Data shown:
————
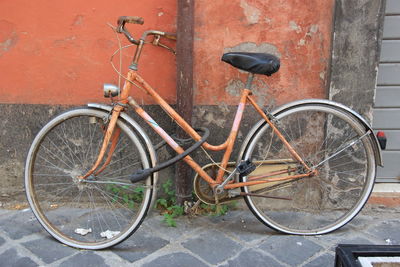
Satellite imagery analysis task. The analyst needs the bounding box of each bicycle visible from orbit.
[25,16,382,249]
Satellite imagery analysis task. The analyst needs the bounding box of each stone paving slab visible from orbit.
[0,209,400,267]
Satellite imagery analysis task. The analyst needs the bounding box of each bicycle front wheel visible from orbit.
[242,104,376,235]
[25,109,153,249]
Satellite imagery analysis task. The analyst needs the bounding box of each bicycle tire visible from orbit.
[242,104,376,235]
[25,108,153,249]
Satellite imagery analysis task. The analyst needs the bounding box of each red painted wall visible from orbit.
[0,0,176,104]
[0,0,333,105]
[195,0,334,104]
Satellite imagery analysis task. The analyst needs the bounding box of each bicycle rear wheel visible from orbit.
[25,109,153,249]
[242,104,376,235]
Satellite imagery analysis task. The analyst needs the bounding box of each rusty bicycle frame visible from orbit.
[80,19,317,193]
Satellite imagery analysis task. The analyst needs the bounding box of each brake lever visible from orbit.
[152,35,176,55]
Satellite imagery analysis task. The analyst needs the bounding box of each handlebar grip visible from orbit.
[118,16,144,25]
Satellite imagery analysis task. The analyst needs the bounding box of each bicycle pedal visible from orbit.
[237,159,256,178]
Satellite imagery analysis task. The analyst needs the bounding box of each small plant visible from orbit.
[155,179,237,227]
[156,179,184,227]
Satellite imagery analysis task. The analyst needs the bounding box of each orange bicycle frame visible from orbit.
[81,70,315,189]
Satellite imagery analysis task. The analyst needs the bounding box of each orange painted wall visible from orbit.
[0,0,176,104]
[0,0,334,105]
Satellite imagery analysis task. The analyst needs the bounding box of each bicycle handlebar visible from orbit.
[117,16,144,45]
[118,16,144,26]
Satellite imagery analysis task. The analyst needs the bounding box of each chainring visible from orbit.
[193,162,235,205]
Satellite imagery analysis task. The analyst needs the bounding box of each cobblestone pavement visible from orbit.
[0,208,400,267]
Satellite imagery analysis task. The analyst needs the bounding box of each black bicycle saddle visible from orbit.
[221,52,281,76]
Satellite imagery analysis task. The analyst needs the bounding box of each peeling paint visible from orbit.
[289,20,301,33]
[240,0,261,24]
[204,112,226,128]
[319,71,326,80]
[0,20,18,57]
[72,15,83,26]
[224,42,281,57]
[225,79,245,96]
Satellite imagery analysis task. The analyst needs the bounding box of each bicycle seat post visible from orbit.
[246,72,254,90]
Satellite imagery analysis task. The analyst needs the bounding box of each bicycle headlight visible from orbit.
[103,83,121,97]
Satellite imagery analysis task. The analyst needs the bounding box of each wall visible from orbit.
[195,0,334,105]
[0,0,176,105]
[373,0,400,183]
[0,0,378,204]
————
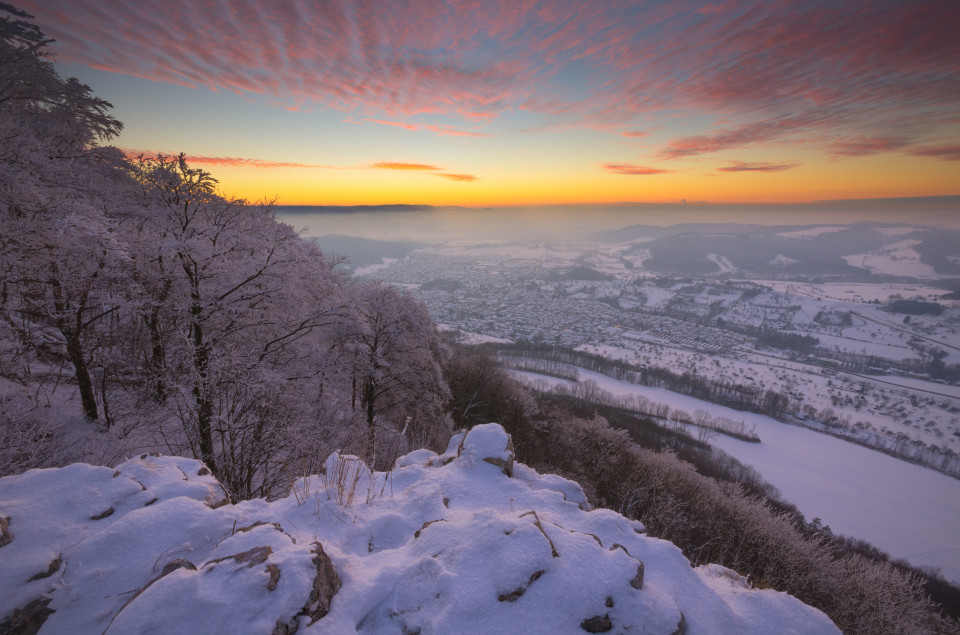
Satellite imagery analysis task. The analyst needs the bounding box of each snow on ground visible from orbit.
————
Exercise details:
Tally the lines of the material above that contain the string "frame". Give only the number.

Exercise response:
2